Task instructions:
Could you copy the records from their start through the line containing "Target: team of gymnasts", inclusive, putting "circle" in place of "disc" and changing nothing else? Leave out the pictures.

— BEGIN Data excerpts —

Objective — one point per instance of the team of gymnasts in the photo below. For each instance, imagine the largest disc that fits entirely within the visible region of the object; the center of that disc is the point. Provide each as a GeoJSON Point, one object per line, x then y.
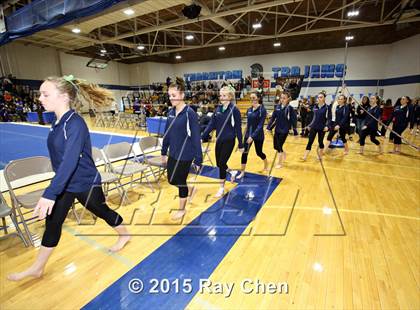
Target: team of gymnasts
{"type": "Point", "coordinates": [76, 175]}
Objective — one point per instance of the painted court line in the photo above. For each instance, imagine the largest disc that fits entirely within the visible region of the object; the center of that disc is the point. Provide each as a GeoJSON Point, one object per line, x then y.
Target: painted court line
{"type": "Point", "coordinates": [194, 252]}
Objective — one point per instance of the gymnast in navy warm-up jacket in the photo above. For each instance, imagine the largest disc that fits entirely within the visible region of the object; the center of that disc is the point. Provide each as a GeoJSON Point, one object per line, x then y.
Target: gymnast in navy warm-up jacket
{"type": "Point", "coordinates": [226, 120]}
{"type": "Point", "coordinates": [283, 118]}
{"type": "Point", "coordinates": [339, 121]}
{"type": "Point", "coordinates": [400, 121]}
{"type": "Point", "coordinates": [254, 132]}
{"type": "Point", "coordinates": [182, 138]}
{"type": "Point", "coordinates": [371, 124]}
{"type": "Point", "coordinates": [318, 125]}
{"type": "Point", "coordinates": [76, 176]}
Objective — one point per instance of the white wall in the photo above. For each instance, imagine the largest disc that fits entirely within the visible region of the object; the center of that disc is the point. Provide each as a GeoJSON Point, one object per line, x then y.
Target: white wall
{"type": "Point", "coordinates": [150, 72]}
{"type": "Point", "coordinates": [403, 60]}
{"type": "Point", "coordinates": [364, 63]}
{"type": "Point", "coordinates": [114, 74]}
{"type": "Point", "coordinates": [30, 62]}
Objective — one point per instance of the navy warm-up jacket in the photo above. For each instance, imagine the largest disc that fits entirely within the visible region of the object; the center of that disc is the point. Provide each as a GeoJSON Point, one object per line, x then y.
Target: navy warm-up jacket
{"type": "Point", "coordinates": [321, 115]}
{"type": "Point", "coordinates": [71, 157]}
{"type": "Point", "coordinates": [227, 124]}
{"type": "Point", "coordinates": [283, 118]}
{"type": "Point", "coordinates": [182, 136]}
{"type": "Point", "coordinates": [255, 123]}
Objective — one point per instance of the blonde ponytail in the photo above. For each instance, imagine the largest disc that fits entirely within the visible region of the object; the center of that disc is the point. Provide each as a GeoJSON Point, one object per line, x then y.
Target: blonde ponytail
{"type": "Point", "coordinates": [82, 93]}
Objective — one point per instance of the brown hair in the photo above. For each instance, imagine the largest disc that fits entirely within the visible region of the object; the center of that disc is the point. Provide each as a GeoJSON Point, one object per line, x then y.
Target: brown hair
{"type": "Point", "coordinates": [286, 93]}
{"type": "Point", "coordinates": [81, 92]}
{"type": "Point", "coordinates": [179, 84]}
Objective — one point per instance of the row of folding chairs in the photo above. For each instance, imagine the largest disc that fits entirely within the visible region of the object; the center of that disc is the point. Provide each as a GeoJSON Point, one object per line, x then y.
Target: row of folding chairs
{"type": "Point", "coordinates": [119, 163]}
{"type": "Point", "coordinates": [120, 120]}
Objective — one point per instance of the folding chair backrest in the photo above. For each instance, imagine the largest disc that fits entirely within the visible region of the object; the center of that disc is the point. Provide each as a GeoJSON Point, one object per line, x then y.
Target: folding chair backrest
{"type": "Point", "coordinates": [118, 151]}
{"type": "Point", "coordinates": [26, 167]}
{"type": "Point", "coordinates": [97, 155]}
{"type": "Point", "coordinates": [149, 144]}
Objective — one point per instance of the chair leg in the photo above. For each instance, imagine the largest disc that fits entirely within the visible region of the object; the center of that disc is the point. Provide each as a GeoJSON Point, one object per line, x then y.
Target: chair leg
{"type": "Point", "coordinates": [148, 182]}
{"type": "Point", "coordinates": [73, 208]}
{"type": "Point", "coordinates": [18, 230]}
{"type": "Point", "coordinates": [4, 225]}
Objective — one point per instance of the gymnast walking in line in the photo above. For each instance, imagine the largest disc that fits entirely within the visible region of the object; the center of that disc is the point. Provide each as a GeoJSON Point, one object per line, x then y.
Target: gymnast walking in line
{"type": "Point", "coordinates": [400, 121]}
{"type": "Point", "coordinates": [76, 175]}
{"type": "Point", "coordinates": [370, 128]}
{"type": "Point", "coordinates": [318, 126]}
{"type": "Point", "coordinates": [182, 137]}
{"type": "Point", "coordinates": [339, 121]}
{"type": "Point", "coordinates": [282, 120]}
{"type": "Point", "coordinates": [226, 120]}
{"type": "Point", "coordinates": [254, 133]}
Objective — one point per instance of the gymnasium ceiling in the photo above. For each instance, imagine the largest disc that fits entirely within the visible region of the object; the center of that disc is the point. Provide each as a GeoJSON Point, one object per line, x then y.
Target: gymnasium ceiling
{"type": "Point", "coordinates": [161, 28]}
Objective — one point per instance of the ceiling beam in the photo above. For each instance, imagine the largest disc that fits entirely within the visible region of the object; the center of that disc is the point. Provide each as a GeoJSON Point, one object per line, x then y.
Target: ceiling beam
{"type": "Point", "coordinates": [181, 22]}
{"type": "Point", "coordinates": [282, 35]}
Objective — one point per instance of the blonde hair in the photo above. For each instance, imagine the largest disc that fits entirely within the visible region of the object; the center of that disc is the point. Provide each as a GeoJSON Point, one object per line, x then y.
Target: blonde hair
{"type": "Point", "coordinates": [230, 90]}
{"type": "Point", "coordinates": [82, 93]}
{"type": "Point", "coordinates": [179, 84]}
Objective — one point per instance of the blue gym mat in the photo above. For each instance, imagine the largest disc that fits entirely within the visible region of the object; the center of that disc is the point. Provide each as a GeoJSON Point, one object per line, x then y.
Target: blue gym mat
{"type": "Point", "coordinates": [20, 141]}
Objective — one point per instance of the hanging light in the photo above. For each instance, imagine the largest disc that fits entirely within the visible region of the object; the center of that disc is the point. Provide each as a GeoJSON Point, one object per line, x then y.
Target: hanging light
{"type": "Point", "coordinates": [128, 11]}
{"type": "Point", "coordinates": [353, 13]}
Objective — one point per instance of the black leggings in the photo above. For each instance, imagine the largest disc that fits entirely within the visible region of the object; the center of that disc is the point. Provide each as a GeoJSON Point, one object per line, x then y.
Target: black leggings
{"type": "Point", "coordinates": [258, 149]}
{"type": "Point", "coordinates": [368, 132]}
{"type": "Point", "coordinates": [312, 135]}
{"type": "Point", "coordinates": [398, 130]}
{"type": "Point", "coordinates": [96, 204]}
{"type": "Point", "coordinates": [341, 131]}
{"type": "Point", "coordinates": [278, 141]}
{"type": "Point", "coordinates": [177, 175]}
{"type": "Point", "coordinates": [223, 151]}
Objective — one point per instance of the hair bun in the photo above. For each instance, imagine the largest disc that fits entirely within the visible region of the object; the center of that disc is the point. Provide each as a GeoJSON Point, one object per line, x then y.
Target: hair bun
{"type": "Point", "coordinates": [179, 81]}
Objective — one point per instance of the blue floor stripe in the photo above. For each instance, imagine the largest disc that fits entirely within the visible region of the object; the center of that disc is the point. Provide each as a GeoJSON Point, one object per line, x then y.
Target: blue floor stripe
{"type": "Point", "coordinates": [194, 252]}
{"type": "Point", "coordinates": [20, 141]}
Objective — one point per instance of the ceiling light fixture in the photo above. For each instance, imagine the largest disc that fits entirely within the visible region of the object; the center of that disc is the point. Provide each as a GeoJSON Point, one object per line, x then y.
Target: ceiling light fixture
{"type": "Point", "coordinates": [128, 12]}
{"type": "Point", "coordinates": [353, 13]}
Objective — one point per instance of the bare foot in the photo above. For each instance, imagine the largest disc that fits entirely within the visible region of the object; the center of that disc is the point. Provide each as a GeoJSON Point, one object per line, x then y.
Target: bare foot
{"type": "Point", "coordinates": [220, 193]}
{"type": "Point", "coordinates": [233, 175]}
{"type": "Point", "coordinates": [31, 272]}
{"type": "Point", "coordinates": [191, 193]}
{"type": "Point", "coordinates": [240, 176]}
{"type": "Point", "coordinates": [121, 242]}
{"type": "Point", "coordinates": [178, 215]}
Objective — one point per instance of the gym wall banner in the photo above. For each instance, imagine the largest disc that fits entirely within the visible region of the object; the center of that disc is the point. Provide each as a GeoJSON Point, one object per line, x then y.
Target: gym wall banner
{"type": "Point", "coordinates": [2, 21]}
{"type": "Point", "coordinates": [255, 83]}
{"type": "Point", "coordinates": [323, 71]}
{"type": "Point", "coordinates": [214, 75]}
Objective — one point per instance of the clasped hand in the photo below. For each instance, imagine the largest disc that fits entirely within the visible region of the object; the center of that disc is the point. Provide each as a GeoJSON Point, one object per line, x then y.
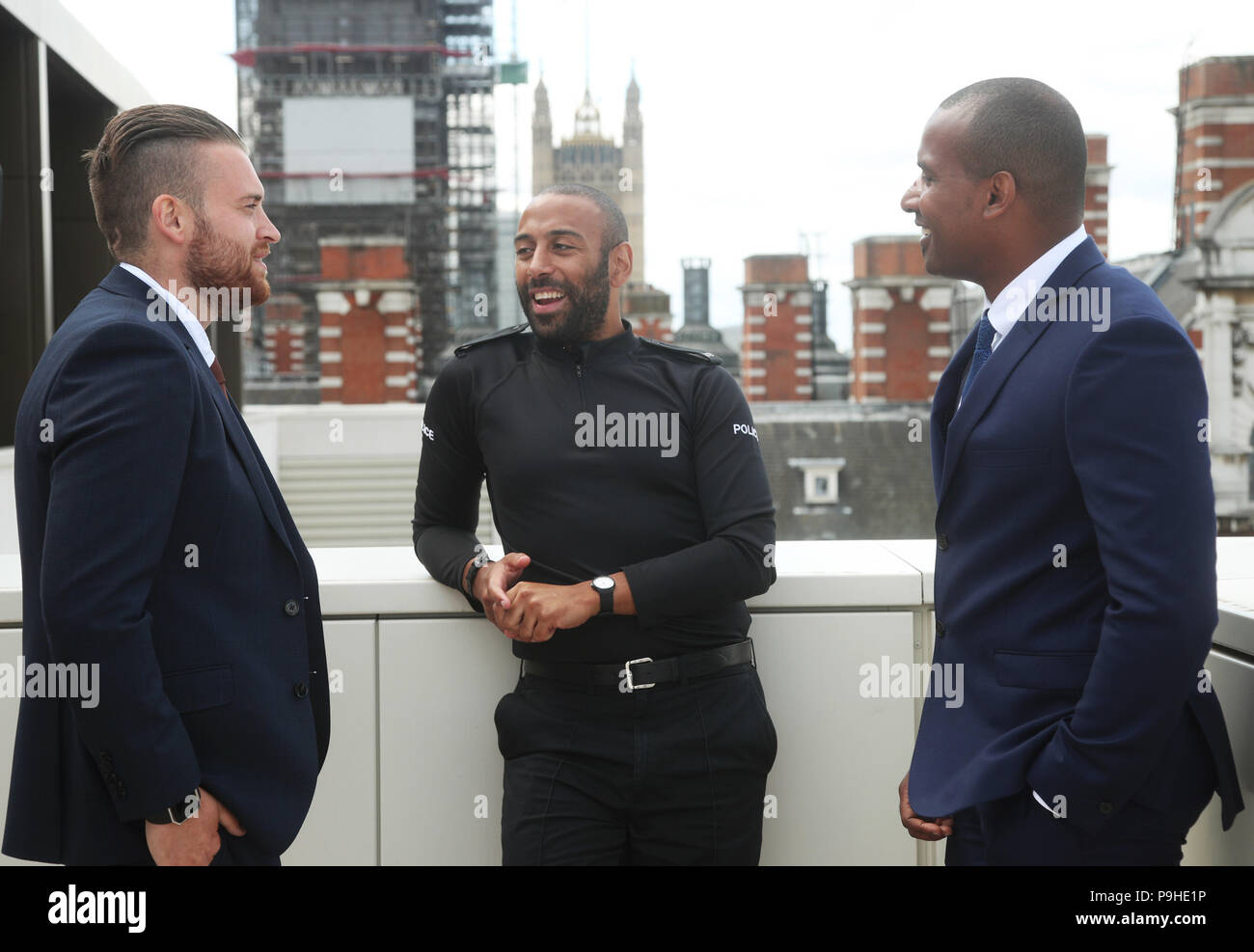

— END Data excerpts —

Solution for this task:
Objective — one point per instance of the team of gymnasts in the photo below. For each instance, imagine the largest circle that fits entirely within the visible region of the object; the center of that circle is the point. Provide each as a GeoJSON Point, one object per line, x then y.
Target: team of gymnasts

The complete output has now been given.